Extracted records
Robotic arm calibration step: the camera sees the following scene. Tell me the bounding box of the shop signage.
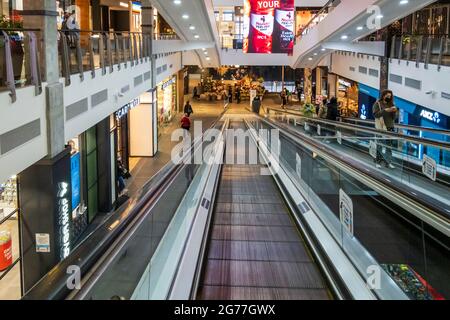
[339,189,354,236]
[116,98,140,120]
[35,233,50,253]
[161,77,176,91]
[338,79,351,87]
[57,182,71,260]
[420,109,441,124]
[422,154,437,181]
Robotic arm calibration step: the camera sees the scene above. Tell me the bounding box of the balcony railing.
[58,30,152,86]
[390,34,450,70]
[295,0,337,41]
[0,28,42,103]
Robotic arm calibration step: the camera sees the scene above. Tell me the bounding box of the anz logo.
[420,109,441,124]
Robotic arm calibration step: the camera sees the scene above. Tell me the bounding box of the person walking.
[193,86,199,100]
[184,101,194,117]
[181,113,191,132]
[280,89,287,109]
[373,90,398,169]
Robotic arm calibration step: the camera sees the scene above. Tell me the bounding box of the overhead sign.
[339,189,354,236]
[243,0,295,54]
[116,98,140,120]
[422,154,437,181]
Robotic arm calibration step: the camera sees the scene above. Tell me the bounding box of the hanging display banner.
[339,189,354,236]
[71,153,81,211]
[243,0,295,54]
[422,154,437,181]
[369,141,377,159]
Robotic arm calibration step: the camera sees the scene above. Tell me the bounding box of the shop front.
[157,76,178,129]
[337,77,359,118]
[115,91,158,174]
[0,175,21,300]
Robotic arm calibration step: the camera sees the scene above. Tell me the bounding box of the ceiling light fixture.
[182,14,189,19]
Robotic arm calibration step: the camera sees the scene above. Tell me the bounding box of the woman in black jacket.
[326,97,339,121]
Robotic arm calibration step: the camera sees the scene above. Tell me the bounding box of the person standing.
[184,101,193,117]
[326,97,339,121]
[318,97,328,119]
[228,86,233,103]
[193,86,199,100]
[373,90,398,169]
[236,87,241,104]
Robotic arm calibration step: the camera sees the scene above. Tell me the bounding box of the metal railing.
[0,28,42,103]
[295,0,337,41]
[390,34,450,70]
[58,30,152,86]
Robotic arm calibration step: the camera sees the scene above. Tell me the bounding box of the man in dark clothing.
[184,101,193,117]
[326,97,339,121]
[236,87,241,104]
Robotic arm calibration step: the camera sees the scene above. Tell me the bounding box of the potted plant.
[0,15,24,83]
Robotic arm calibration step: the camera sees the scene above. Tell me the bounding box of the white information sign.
[36,233,50,253]
[339,189,354,236]
[337,131,342,145]
[422,154,437,181]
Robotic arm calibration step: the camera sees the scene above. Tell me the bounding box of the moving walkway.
[23,110,449,301]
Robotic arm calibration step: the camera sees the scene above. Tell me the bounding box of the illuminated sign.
[116,98,140,119]
[161,77,176,91]
[360,104,368,120]
[420,109,441,124]
[57,182,71,260]
[243,0,294,55]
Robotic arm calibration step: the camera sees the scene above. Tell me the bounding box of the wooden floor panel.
[197,148,331,300]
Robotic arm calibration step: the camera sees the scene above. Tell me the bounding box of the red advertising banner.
[243,0,295,54]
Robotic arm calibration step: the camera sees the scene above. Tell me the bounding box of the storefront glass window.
[0,176,21,300]
[157,76,177,128]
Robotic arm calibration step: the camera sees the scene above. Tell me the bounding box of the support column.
[91,0,102,31]
[303,68,312,104]
[23,0,65,158]
[141,0,156,88]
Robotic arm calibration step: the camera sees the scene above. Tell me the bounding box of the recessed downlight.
[173,0,181,4]
[182,14,189,19]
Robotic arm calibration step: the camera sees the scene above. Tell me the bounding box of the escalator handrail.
[22,112,227,300]
[266,107,450,151]
[257,115,450,234]
[340,117,450,137]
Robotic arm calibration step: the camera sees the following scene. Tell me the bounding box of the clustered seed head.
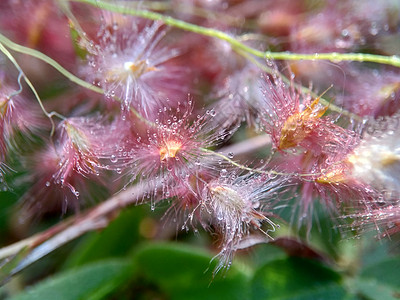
[1,0,400,274]
[199,173,281,272]
[82,16,188,118]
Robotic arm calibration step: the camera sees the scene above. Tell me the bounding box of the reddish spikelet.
[318,114,400,201]
[0,73,44,189]
[268,120,362,232]
[305,117,400,235]
[260,67,350,156]
[259,70,301,150]
[82,14,186,118]
[20,116,119,217]
[289,6,361,53]
[51,118,103,190]
[115,102,224,205]
[258,0,306,37]
[0,73,44,156]
[167,170,284,273]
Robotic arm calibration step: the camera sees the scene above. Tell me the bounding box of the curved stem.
[73,0,400,68]
[0,33,155,127]
[0,33,102,94]
[201,147,319,179]
[0,133,277,278]
[0,43,59,135]
[240,50,363,122]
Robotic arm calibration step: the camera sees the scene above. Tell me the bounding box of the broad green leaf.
[361,257,400,288]
[351,278,399,300]
[63,206,147,268]
[10,259,130,300]
[251,256,348,299]
[355,257,400,299]
[132,242,250,300]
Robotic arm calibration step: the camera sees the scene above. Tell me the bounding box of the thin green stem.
[238,51,363,121]
[0,32,156,127]
[73,0,400,68]
[200,147,319,179]
[0,43,60,135]
[137,1,247,28]
[0,33,103,94]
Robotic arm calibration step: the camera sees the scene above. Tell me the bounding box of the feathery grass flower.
[82,15,185,118]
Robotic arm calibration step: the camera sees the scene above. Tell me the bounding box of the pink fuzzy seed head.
[50,118,100,192]
[82,14,187,118]
[260,68,356,159]
[19,115,121,219]
[199,173,282,273]
[49,115,119,191]
[273,123,362,233]
[0,72,45,160]
[118,102,223,204]
[260,69,301,149]
[316,114,400,210]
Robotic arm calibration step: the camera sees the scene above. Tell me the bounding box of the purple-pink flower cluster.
[0,0,399,272]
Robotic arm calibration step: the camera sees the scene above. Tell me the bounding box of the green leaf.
[63,206,147,269]
[132,242,250,300]
[361,257,400,288]
[354,257,400,299]
[251,257,348,300]
[351,278,399,300]
[10,259,130,300]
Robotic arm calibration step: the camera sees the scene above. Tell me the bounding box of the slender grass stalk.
[0,43,62,135]
[0,33,156,127]
[201,148,318,179]
[73,0,400,68]
[0,33,103,94]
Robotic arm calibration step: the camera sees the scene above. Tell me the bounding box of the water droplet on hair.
[369,22,379,35]
[220,169,228,177]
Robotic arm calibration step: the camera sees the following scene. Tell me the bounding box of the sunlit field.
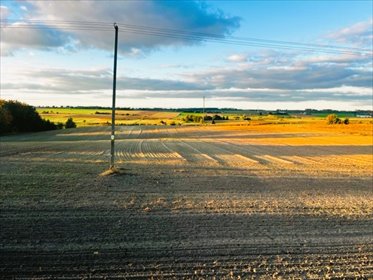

*What you are asked to do:*
Any picture among the entries must be skipped; copy all else exactly.

*Reply to the exercise:*
Robotic arm calibration step: the camera sees the following scene. Tell me the bounding box of the shop signage.
[339,189,354,236]
[116,98,140,120]
[35,233,50,253]
[161,77,176,91]
[338,79,351,87]
[57,182,71,260]
[420,109,441,124]
[422,154,437,181]
Robotic arm calibration step: the camera sees the scene above. Tell me the bounding box of the balcony railing.
[58,30,152,86]
[390,34,450,70]
[295,0,337,41]
[0,28,42,103]
Robotic arm calibration step: the camera sees the scene above. Tell me the bounding box of the anz logo.
[420,109,441,124]
Robotic arm calibration step: the camera sees the scene above. Tell me the bounding box of the person walking.
[193,86,199,100]
[184,101,194,117]
[181,113,191,132]
[280,89,287,109]
[373,90,398,169]
Robotic arm calibration step: the camera sees the scene above. Tell me the bounding box of the overhead sign.
[339,189,354,236]
[243,0,295,54]
[116,98,140,120]
[422,154,437,181]
Robotic arm calibration step: the camera sees the scene above. Tell me the bounding box of the hanging display banner.
[339,189,354,236]
[71,153,81,211]
[243,0,295,54]
[422,154,437,181]
[369,141,377,159]
Robotic arm calibration step: the camera sees the scene above. Tell me the bounding box of the shop front.
[157,76,178,129]
[337,77,359,118]
[115,91,158,174]
[0,175,21,300]
Robotic arm calibration step: the camera sees the scene above. Tell me the bounding box of the ceiling light fixture.
[182,14,189,19]
Robotic arm calibration step: the camera sees the scene above. Tell me the bounding box of the woman in black jacket.
[326,97,339,121]
Robotic arm calibration step: the camera sees the scene above. Tell me the bounding box of the person standing.
[184,101,193,117]
[326,97,339,121]
[318,97,328,119]
[228,86,233,103]
[193,86,199,100]
[373,90,398,169]
[236,87,241,104]
Robotic arm calibration step: the camera sees the scene above. Tell me the bounding box of the metal railing.
[0,28,42,103]
[295,0,337,41]
[390,34,450,70]
[58,30,152,86]
Robotic arm calibration step: the camera sees the scene above. Tell me the bounding box of the man in dark clothing.
[184,101,193,117]
[326,97,339,121]
[236,87,241,104]
Robotic arm calibration step: the camera sees the scene above. Tell me the bounding box of the potted plant.
[0,15,24,83]
Robotic arm calibration step: the camera sees the scene above. Tell me the bounding box of the white information sign.
[36,233,50,253]
[339,189,354,236]
[337,131,342,145]
[422,154,437,181]
Robotic arm calibration step: the camera sees the scene above. Tell me the bounding box of the moving walkway.
[23,110,449,301]
Robotic arm calibration step: the camera sees the scene above. Tell me the bounding box of the illuminated sign.
[116,98,140,119]
[161,77,176,91]
[360,104,368,120]
[420,109,441,124]
[57,182,71,260]
[243,0,294,55]
Robotic arm calibration step: the camera sees the scene above. Tell me the bounding box of the wooden floor panel.
[197,148,331,300]
Robotic arm calibration step: the camera sees the scene above. Tell me the bounding box of the red advertising banner.
[243,0,295,54]
Robotic arm calibration step: the camera sees the scene above. Tell me the bounding box of the storefront glass window.
[0,176,21,300]
[157,76,177,128]
Robotic arm calibration step: the camera sees the scene above. Tell me the bounding box of the support column.
[91,0,102,31]
[303,68,312,104]
[23,0,65,158]
[141,0,156,88]
Robotic arm calibration step: the camera sees the scene above. Tell me the bounding box of the recessed downlight.
[173,0,181,4]
[182,14,189,19]
Robotic arm calibration step: the camera sees the scene above. Tell me the bounding box of the escalator handrail.
[22,112,227,300]
[266,107,450,151]
[257,115,450,234]
[340,117,450,137]
Robotic arm calibration step: the camera sees the following scene. Tell me the bounding box of the clustered seed head.
[1,0,400,274]
[199,173,281,272]
[82,16,188,118]
Robotic arm calibration step: the camera sees the scene above. Tell me the bounding box of the reddish spikelet.
[318,114,400,201]
[0,73,44,189]
[268,120,362,232]
[305,117,400,235]
[260,67,350,156]
[259,70,301,150]
[82,14,186,118]
[20,116,119,217]
[289,6,361,53]
[51,118,103,190]
[115,102,224,205]
[258,0,306,37]
[0,73,44,156]
[167,170,284,273]
Robotic arm calibration step: the camera sees the scene above. Tell me the bounding box of the curved stem.
[73,0,400,68]
[0,33,155,127]
[0,33,102,94]
[201,147,319,179]
[0,133,277,278]
[0,43,59,135]
[240,50,363,122]
Robotic arm calibration step: the camera sees the scene above. Tell me the bounding box of the broad green leaf.
[361,257,400,288]
[351,278,399,300]
[63,206,147,268]
[10,259,130,300]
[251,256,348,299]
[355,257,400,299]
[132,242,250,300]
Robotic arm calibration step: the camera sees the scene above. Tell me the bounding box of the thin green stem.
[238,51,363,121]
[0,32,156,127]
[73,0,400,68]
[200,147,319,179]
[0,43,60,135]
[137,1,247,28]
[0,33,103,94]
Robotic arm calibration step: the camera sees the scene above. Tell me the bounding box of the feathery grass flower.
[82,15,185,118]
Robotic arm calibration step: the camera sees the scene above. Tell me the bounding box of the pink fuzzy seed head.
[50,118,100,192]
[82,14,187,118]
[260,68,356,159]
[19,115,121,219]
[199,173,282,273]
[49,115,119,191]
[273,123,362,233]
[0,72,45,160]
[118,102,223,204]
[260,69,301,149]
[316,114,400,210]
Robotic arm calibration step: the camera sees the scene above. Tell me the bounding box of the purple-pink flower cluster.
[0,0,399,272]
Robotic arm calibration step: the camera sees the scene above. Tell me the bounding box of the green leaf.
[63,206,147,269]
[132,242,250,300]
[361,257,400,288]
[354,257,400,299]
[251,257,348,300]
[351,278,399,300]
[10,259,130,300]
Robotic arm calibration step: the camera sees the scene above. Tell me the bounding box of the slender grass stalk.
[0,43,62,135]
[0,33,156,127]
[201,148,318,179]
[73,0,400,68]
[0,33,103,94]
Robotic arm calibration step: the camera sees the scene above. Tell me the bounding box of the water droplet on hair.
[369,22,379,35]
[220,169,228,177]
Robotic arm calibration step: the camera sees the following scene. Tell me the bounding box of the sunlit field.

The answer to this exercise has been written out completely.